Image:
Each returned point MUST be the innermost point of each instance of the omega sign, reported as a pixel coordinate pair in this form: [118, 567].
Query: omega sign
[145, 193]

########################################

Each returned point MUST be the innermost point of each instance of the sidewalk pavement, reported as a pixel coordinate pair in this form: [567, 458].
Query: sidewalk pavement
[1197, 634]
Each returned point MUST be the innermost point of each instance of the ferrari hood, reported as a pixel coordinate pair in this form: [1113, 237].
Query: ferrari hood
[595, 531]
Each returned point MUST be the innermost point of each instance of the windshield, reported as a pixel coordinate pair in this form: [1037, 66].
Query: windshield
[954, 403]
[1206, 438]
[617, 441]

########################################

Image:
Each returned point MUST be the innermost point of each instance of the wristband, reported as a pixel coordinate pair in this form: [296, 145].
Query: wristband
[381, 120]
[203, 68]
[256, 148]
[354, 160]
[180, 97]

########################################

→ **Problem details**
Scan the listing for the word "innermost". Copy every line in which it appears.

→ **Written solution**
Each returned point MUST be the innermost point of each instance of the omega sign, reported as a pixel coordinate pair in this form: [118, 567].
Each returned point MUST be the innermost point of each instance of the sidewalk pavement, reported as a pixel coordinate pair in this form: [567, 458].
Each returned point MUST be the innermost point of each instance of the ferrari hood, reported as a pixel coordinate pair in this form: [1113, 237].
Each returned point MUST be the innermost point of each instance of the windshield, reported as a pixel coordinate pair in this form: [1037, 66].
Each returned point MUST be the innermost point of each instance of the wristband, reported as a pixel coordinate pair in this form: [296, 145].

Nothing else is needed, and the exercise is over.